Kenya loses Sh194.8 billion annually to illicit financial flows, Transparency International warns

Kenya loses Sh194.8 billion annually to illicit financial flows, Transparency International warns

The report notes that these losses, driven by corruption, trade misinvoicing and tax evasion, are eroding government revenue, limiting social services and slowing infrastructure development across the country.

Kenya continues to lose an estimated $1.51 billion (Sh194.8 billion) each year to illicit financial flows (IFF), a gap widened by the delayed implementation of key anti-corruption laws such as the Whistleblower Protection Act and the Enforcement of the Conflict of Interest Act, a report by Transparency International (TI) Kenya warns.

The report notes that these losses, driven by corruption, trade misinvoicing and tax evasion, are eroding government revenue, limiting social services and slowing infrastructure development across the country.

Illicit financial flows refer to illegal cross-border movements of money or capital derived from criminal activity, corruption, or deliberate misrepresentation of trade values. The report highlights that despite Kenya’s strong legal framework and constitutional guarantees for access to information and asset recovery, practical implementation remains weak and inconsistent.

“Implementation challenges are all driven by political interference and institutional fragmentation,” reads the report.

The losses expose persistent tax loopholes, even as the Kenya Revenue Authority (KRA) adopts technology to improve compliance. However, TI Kenya warns that technology alone cannot resolve the problem without integrity among officials overseeing the systems.

Directives
1. Decide whether each statement agrees with the article on Kenya's illicit financial flows, answering yes or no and quoting the words of the article that settle it: (a) The report attributes the losses partly to trade misinvoicing. (b) The report finds that Kenya lacks a legal framework for asset recovery. (c) TI Kenya holds that technology by itself can solve the problem.
2. From the article on Kenya's illicit financial flows, return the passage between "The losses expose" and "overseeing the systems.", inclusive.
3. Supply the next part of the article on Kenya's illicit financial flows, beginning after its final sentence.
The items that come next bear no relation to the article on Kenya's illicit financial flows.

Excerpted data
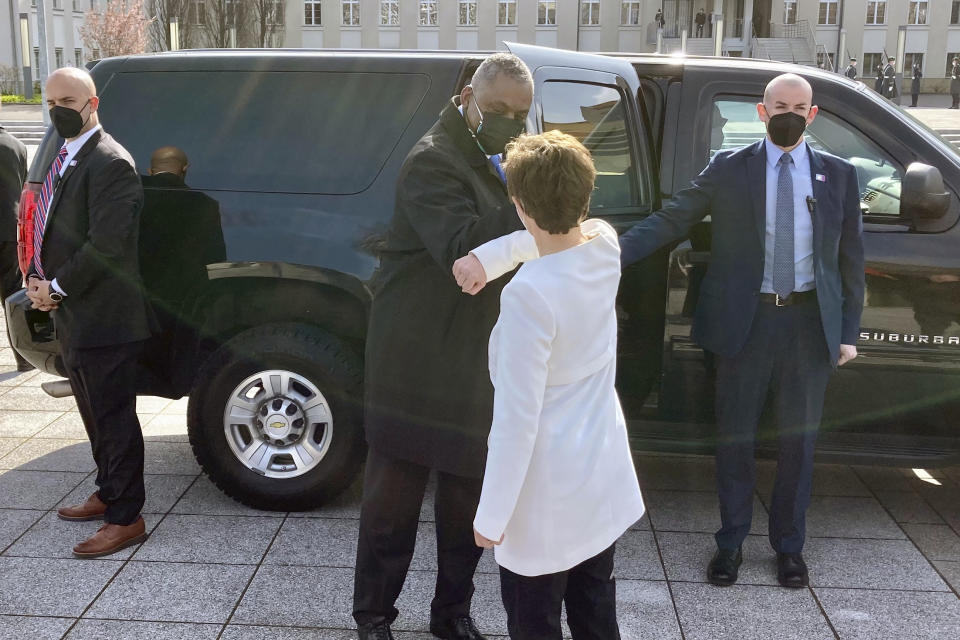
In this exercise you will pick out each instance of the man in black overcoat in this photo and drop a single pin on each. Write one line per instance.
(429, 400)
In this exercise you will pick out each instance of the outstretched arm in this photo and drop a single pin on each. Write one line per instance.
(493, 259)
(688, 207)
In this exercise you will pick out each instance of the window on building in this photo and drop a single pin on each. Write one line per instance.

Expected results
1.
(a) Yes: "driven by corruption, trade misinvoicing and tax evasion"
(b) No: "despite Kenya’s strong legal framework and constitutional guarantees for access to information and asset recovery"
(c) No: "technology alone cannot resolve the problem without integrity among officials overseeing the systems"

2.
The losses expose persistent tax loopholes, even as the Kenya Revenue Authority (KRA) adopts technology to improve compliance. However, TI Kenya warns that technology alone cannot resolve the problem without integrity among officials overseeing the systems.

3.
“Instead of burdening taxpayers, KRA should address the tax loopholes first. This factor affects the performance of the economy and limits the kind of services that should be extended to the citizens while affecting infrastructure development,” TI Kenya executive director Sheila Masinde said.

According to the organisation, Kenya’s National Ethics and Anti-Corruption Policy (2018) stresses the importance of whistleblower protection in curbing graft. Yet, weak implementation, limited public awareness, and inconsistent application across sectors have discouraged whistleblowing.

“Whistleblowers are frontline detectors, but without credible anonymity and compensation schemes, the flow of tips dries up. That delay allows illicit funds to exit the jurisdiction before tax authorities. The cost is twofold: revenue is lost, and deterrence evaporates, inviting further embezzlement,” reads the report.

Masinde warned that as billions slip through these cracks, vital sectors such as education and health continue to face underfunding while public debt balloons. She noted that whistleblowers, who play a critical role in exposing misconduct, face retaliation and stigma.

“They risk retaliation, job loss and physical threats. Cultural stigma compounds legal weaknesses, with whistleblowing often perceived as betrayal rather than civic duty,” she said.

The report cites the case of Andrew Kipkirui Rotich, the Deputy Director of Forensic Audit and Risk Assurance at the Social Health Authority (SHA), who lost his job after exposing ghost healthcare facilities. His experience, TI Kenya said, mirrors the fear that keeps many potential whistleblowers silent.

The Institute of Certified Public Accountants of Kenya (ICPAK) has echoed these concerns, urging the government to fast-track legal protections for those who expose corruption.

“We need an establishment of a National Whistleblower Policy and enactment of the Whistleblower Act, even as it firmly supports whistleblowers who use the established framework to report such misconduct,” ICPAK said in a statement.

Kenya’s access to information (ATI) regime is anchored in Article 35 of the 2010 Constitution, which guarantees citizens the right to information held by the state. This was operationalised through the Access to Information Act 2016, which outlines procedures for requesting information and timelines for government responses. The Commission on Administrative Justice (CAJ) serves as the oversight body enforcing compliance.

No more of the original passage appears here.